Description of the task >>
Please copy all the records below word for word, leaving the pictures out of your answer.

[Source records]
/---

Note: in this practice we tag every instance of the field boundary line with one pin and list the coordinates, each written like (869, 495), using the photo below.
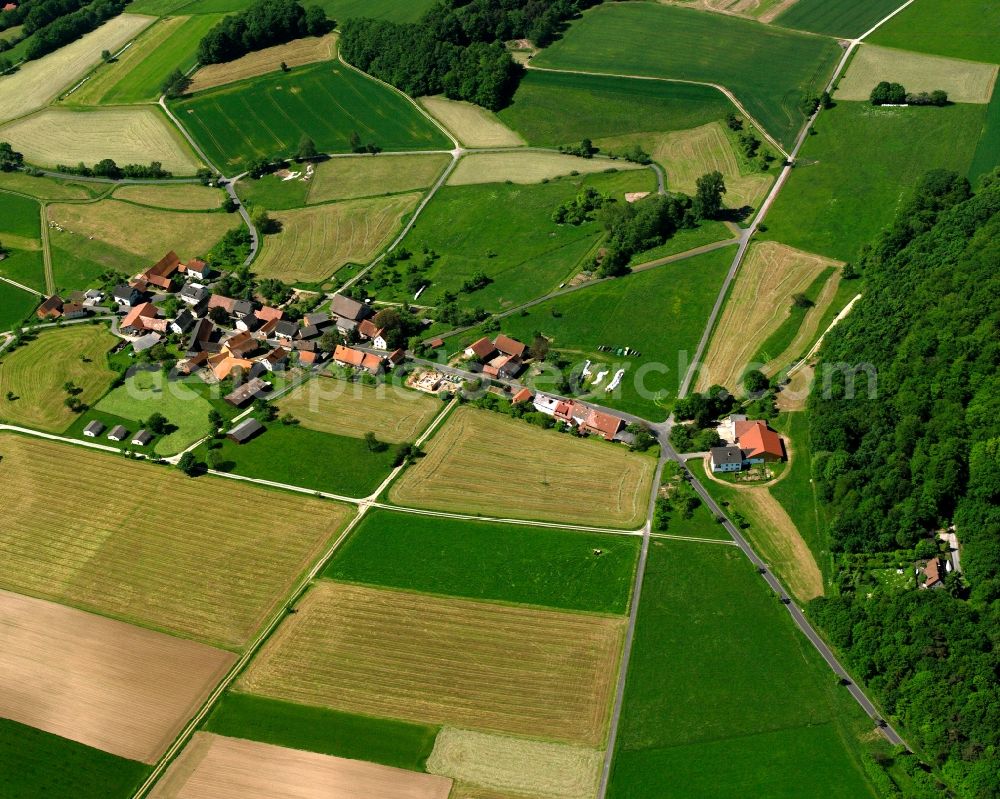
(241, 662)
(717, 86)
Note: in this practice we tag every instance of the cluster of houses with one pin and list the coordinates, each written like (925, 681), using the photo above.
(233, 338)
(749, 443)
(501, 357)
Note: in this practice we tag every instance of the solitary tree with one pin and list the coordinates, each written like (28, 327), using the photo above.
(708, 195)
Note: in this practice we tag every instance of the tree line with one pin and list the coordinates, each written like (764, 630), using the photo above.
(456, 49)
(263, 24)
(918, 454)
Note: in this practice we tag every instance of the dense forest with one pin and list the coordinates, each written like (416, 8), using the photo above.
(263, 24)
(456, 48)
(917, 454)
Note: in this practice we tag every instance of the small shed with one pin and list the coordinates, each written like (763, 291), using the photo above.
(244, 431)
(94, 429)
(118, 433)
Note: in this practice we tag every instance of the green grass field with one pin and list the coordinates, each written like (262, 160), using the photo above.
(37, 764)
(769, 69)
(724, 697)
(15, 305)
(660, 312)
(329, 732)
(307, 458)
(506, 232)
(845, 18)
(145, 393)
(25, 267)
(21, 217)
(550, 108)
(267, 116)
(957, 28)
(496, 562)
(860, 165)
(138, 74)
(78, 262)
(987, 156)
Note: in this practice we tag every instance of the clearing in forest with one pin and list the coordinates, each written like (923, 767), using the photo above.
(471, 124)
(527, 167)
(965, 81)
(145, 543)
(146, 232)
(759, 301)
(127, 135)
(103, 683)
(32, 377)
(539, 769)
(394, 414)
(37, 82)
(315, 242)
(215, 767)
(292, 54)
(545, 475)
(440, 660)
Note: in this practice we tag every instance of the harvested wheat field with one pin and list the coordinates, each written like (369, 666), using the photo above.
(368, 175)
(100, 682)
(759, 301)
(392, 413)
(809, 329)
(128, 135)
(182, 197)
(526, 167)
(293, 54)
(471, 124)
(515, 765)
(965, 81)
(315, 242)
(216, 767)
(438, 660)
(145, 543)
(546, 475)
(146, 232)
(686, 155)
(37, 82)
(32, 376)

\---

Solution to this exercise >>
Note: in this practice we tag every instance of the field boundary line with one pin and list the coordinates, each written like (869, 495), using the photo below.
(241, 662)
(717, 86)
Note: in this practice we tag every instance of the cluster of houses with one pin and list the coordinates, each written like (925, 681), using the photo above.
(233, 338)
(749, 443)
(501, 357)
Note: in this practice we tag every instance of the solitary tree with one pin and list the coordinates, each written like (28, 327), using the photo above.
(708, 195)
Note: in this practice we tag every instance of the tree line with one pin and list the coordinates, each written like (764, 630), using the photo above.
(456, 49)
(263, 24)
(918, 454)
Note: in this practice we tag every instance of the dense forest with one pin and list the coordinates, each written like (416, 8), using the photo above.
(263, 24)
(456, 48)
(917, 454)
Note: in this practice we tag every instance of the small shed with one pin and list the coordinates, each written like (763, 291), using the photo above.
(244, 431)
(94, 429)
(118, 433)
Note: in this practice we tag every instance of the green grass field with one pin and list the coordinates, each written like (262, 160), using the photo above.
(37, 764)
(769, 69)
(724, 697)
(15, 305)
(660, 312)
(329, 732)
(307, 458)
(506, 232)
(845, 18)
(145, 393)
(25, 267)
(21, 217)
(550, 108)
(267, 116)
(957, 28)
(496, 562)
(860, 165)
(138, 74)
(78, 262)
(987, 156)
Note: in this practice we tag every instance of the clearing in forest with one pin and list the coordinates, each written like (923, 767), using the photo above.
(471, 124)
(527, 167)
(965, 81)
(145, 543)
(146, 232)
(759, 301)
(127, 135)
(103, 683)
(32, 377)
(539, 769)
(394, 414)
(37, 82)
(315, 242)
(215, 767)
(292, 54)
(545, 475)
(440, 660)
Note: in this practice we tag every instance of the harvested wheat field with one pin and list the coordinates, each written like (369, 666), using the photo above.
(368, 175)
(100, 682)
(759, 301)
(392, 413)
(809, 329)
(128, 135)
(182, 197)
(526, 167)
(293, 54)
(471, 124)
(515, 765)
(965, 81)
(315, 242)
(216, 767)
(438, 660)
(145, 543)
(546, 475)
(146, 232)
(686, 155)
(37, 82)
(32, 376)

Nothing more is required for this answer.